Reputation: 95
In my java 8 spring boot application, I have a list of 40000 records. For each record, I have to call an external API and save the result to DB. How can I do this with better performance within no time? Each of the API calls will take about 20 secs to complete. I used a parallel stream for reducing the time but there was no considerable change in it.
if (!mainList.isEmpty()) {
AtomicInteger counter = new AtomicInteger();
List<List<PolicyAddressDto>> secondList =
new ArrayList<List<PolicyAddressDto>>(
mainList.stream()
.collect(Collectors.groupingBy(it -> counter.getAndIncrement() / subArraySize))
.values());
for (List<PolicyAddressDto> listOfList : secondList) {
listOfList.parallelStream()
.forEach(t -> {
callAtheniumData(t, listDomain1, listDomain2); // listDomain2 and listDomain1 declared
// globally
});
if (!listDomain1.isEmpty()) {
listDomain1Repository.saveAll(listDomain1);
}
if (!listDomain2.isEmpty()) {
listDomain2Repository.saveAll(listDomain2);
}
}
}
Upvotes: 0
Views: 1036
Reputation: 37506
Each of the API calls will take about 20 secs to complete.
Your external API is where you are being bottlenecked. There's really nothing your code can do to speed it up on the client side except to parallelize the process. You've already done that, so if the external API is within your organization, you need to look into any performance improvements there. If not, can do something like offload the processing via Kafka to Apache NiFi or Streamsets so that your Spring Boot API doesn't have to wait for hours to process the data.
Upvotes: 0
Reputation: 5198
That's because the parallel stream divide the task usually creating one thread per core -1. If every call you do to the external API takes 20 seconds and you have 4 core, this means 3 concurrent requests that wait for 20 seconds.
You can increase the concurrency of your calls in this way https://stackoverflow.com/a/21172732/574147 but I think you're just moving the problems.
An API that takes 20sec it's a really slow "typical" response time. If this is a really complex elaboration and CPU bounded, how can that service be able to respond at 10 concurrent request keeping the same performance? Probably it wouldn't.
Otherwise if the elaboration is "IO bounded" and takes 20 seconds, you probably need a service able to take (and work!) with list of elements
Upvotes: 0
Reputation: 371
Solving a problem in parallel always involves performing more actual work than doing it sequentially. Overhead is involved in splitting the work among several threads and joining or merging the results. Problems like converting short strings to lower-case are small enough that they are in danger of being swamped by the parallel splitting overhead.
As I can see the api call response is not being saved. Also all api calls are disjoint with respect to each other.
Can we try creating new threads for each api call.
for (List<PolicyAddressDto> listOfList : secondList) {
listOfList.parallelStream()
.forEach(t -> {
new Thread(() ->{callAtheniumData(t, listDomain1, listDomain2)}).start();
});
}
Upvotes: 1

********

*BRIEF 1*:
Write out the forum thread again, everything from "Reputation: 95" down to "change in it.", and replace "DB" with "database" throughout.

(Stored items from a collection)
********

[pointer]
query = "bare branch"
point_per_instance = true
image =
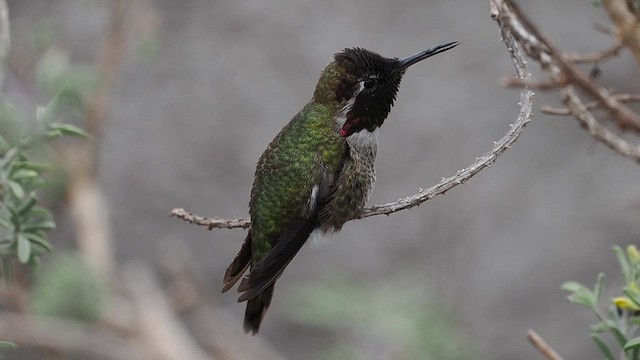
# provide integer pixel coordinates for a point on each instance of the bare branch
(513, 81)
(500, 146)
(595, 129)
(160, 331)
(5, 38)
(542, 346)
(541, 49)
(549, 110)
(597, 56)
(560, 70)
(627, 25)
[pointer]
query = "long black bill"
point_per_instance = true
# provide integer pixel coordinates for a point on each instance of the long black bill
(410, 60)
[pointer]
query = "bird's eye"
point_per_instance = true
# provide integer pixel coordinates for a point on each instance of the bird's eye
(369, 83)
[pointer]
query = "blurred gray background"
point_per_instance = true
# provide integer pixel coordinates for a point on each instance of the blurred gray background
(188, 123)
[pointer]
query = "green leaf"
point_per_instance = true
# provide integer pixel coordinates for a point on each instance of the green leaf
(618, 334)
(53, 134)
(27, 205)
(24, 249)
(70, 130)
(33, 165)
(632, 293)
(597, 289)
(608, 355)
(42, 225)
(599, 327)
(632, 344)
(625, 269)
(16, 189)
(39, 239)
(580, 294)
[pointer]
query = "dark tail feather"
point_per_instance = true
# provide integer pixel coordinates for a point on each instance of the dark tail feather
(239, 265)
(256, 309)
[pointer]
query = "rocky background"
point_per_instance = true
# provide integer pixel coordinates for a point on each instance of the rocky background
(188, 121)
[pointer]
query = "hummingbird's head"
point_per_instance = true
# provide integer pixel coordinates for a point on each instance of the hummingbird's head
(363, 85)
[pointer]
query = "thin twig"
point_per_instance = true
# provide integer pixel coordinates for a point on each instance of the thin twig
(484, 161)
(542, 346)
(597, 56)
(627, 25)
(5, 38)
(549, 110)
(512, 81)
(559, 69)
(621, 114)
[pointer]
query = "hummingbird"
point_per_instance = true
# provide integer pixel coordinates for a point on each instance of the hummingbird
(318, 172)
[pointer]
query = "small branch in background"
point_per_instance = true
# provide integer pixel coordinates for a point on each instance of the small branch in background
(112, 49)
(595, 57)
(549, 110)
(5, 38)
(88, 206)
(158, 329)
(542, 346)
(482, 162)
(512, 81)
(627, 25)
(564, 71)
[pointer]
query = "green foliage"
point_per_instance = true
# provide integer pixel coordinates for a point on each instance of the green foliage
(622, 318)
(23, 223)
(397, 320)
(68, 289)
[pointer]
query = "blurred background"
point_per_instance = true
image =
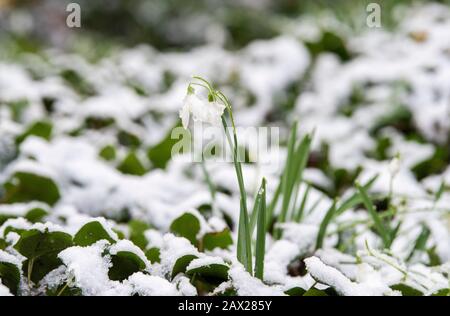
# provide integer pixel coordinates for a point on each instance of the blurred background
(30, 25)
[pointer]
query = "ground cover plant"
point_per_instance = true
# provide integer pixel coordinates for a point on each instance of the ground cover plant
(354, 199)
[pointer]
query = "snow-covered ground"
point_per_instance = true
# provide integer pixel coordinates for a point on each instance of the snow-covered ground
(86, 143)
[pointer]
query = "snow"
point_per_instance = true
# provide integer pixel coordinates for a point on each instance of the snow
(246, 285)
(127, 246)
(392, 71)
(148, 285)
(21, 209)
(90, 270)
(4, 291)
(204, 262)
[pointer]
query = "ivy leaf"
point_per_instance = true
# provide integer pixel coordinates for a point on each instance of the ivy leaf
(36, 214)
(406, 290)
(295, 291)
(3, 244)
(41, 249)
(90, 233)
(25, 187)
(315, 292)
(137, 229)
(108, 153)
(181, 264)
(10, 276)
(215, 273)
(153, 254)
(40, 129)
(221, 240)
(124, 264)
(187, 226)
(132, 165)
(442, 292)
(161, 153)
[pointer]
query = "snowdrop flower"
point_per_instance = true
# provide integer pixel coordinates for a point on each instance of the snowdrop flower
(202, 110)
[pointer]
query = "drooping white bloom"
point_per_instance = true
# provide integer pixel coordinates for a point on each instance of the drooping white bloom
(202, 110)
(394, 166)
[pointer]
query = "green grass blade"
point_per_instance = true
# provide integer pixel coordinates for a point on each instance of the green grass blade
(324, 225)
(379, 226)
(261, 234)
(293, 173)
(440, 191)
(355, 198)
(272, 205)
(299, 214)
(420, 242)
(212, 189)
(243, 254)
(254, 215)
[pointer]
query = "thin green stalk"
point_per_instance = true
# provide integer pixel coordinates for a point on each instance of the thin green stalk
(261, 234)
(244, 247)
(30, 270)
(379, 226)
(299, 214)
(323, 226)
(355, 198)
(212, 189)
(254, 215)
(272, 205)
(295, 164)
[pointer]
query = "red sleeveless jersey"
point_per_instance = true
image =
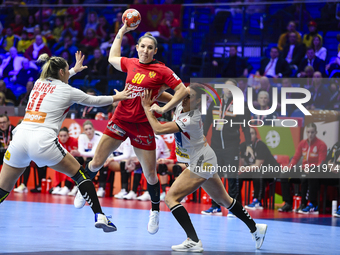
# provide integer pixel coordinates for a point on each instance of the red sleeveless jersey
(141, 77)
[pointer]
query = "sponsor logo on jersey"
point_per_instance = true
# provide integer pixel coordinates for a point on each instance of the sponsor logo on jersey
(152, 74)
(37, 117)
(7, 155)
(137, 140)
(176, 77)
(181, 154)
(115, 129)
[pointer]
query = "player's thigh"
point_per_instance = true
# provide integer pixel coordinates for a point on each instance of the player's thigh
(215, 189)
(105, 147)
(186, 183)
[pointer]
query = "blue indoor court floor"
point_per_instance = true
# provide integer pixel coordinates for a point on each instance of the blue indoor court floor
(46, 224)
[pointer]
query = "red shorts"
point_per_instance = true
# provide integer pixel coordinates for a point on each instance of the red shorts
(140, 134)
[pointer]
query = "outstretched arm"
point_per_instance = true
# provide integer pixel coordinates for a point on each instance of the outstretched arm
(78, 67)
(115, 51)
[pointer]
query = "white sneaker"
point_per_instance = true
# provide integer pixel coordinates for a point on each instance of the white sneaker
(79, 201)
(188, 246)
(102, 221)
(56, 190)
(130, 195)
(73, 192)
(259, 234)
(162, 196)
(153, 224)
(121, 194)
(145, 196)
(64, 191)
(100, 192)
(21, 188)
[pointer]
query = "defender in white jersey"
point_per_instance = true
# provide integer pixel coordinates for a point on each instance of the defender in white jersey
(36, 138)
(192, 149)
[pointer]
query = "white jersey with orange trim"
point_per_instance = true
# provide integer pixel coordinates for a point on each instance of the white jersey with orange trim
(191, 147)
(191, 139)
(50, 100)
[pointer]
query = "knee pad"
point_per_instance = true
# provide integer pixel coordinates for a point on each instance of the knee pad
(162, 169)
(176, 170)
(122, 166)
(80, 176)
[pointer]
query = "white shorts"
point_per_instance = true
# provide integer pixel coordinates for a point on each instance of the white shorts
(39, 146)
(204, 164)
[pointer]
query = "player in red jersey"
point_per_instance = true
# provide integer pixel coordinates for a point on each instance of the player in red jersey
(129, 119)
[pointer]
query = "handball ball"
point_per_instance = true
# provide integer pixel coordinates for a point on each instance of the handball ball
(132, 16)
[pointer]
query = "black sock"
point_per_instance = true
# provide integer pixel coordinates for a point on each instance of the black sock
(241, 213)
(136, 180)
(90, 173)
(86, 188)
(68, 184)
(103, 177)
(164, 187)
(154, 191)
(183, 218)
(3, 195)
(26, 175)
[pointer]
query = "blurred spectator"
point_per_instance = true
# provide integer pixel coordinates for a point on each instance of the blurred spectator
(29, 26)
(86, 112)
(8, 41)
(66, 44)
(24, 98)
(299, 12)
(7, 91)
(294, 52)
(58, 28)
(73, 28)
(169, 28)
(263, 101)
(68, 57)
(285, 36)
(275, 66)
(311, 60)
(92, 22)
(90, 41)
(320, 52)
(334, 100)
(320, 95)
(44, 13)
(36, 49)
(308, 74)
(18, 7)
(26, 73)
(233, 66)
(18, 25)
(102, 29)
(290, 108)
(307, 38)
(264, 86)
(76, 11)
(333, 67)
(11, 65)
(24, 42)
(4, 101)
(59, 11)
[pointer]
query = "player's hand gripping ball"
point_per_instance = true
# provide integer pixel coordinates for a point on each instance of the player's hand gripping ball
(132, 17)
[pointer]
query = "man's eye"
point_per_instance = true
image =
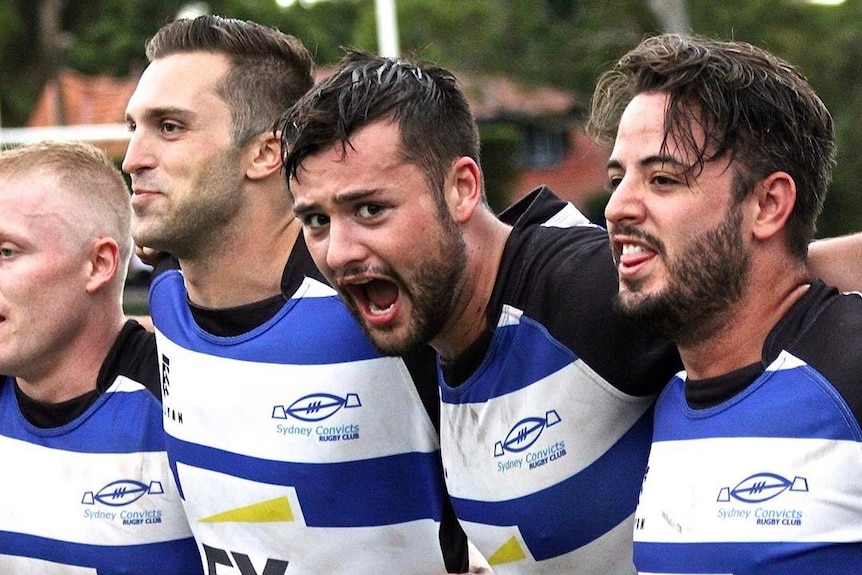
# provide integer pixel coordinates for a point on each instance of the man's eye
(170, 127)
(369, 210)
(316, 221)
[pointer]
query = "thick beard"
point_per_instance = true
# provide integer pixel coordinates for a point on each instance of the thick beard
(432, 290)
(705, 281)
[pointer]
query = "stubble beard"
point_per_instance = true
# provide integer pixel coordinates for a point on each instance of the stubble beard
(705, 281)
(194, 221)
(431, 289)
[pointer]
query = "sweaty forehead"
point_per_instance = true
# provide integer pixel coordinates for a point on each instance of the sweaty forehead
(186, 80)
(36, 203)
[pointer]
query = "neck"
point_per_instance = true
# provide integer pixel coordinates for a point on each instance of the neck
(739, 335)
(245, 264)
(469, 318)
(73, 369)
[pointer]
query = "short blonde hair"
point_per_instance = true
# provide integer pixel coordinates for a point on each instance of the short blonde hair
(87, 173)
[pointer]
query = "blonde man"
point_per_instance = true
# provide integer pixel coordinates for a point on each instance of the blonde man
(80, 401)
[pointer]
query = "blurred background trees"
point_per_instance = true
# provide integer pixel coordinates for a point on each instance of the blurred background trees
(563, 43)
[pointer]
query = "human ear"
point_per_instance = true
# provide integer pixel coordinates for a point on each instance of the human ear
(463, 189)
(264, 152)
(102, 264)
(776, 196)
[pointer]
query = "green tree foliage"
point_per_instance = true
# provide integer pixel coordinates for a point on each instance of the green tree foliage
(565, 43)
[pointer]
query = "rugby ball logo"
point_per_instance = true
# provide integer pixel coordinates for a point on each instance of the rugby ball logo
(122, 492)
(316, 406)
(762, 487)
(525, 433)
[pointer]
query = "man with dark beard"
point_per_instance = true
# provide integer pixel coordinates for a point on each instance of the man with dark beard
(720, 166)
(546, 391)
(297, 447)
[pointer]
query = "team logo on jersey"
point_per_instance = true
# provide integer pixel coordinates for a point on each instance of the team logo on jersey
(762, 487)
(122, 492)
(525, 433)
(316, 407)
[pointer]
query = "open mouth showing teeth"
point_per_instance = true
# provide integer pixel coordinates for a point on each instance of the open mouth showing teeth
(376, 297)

********

*BRIEF 2*:
How many lines of the records contain the string "black"? Reply with the number only.

*REPLY 1*:
Reputation: 95
In my java 8 spring boot application, I have a list of 40000 records. For each record, I have to call an external API and save the result to database. How can I do this with better performance within no time? Each of the API calls will take about 20 secs to complete. I used a parallel stream for reducing the time but there was no considerable change in it.

*REPLY 2*:
4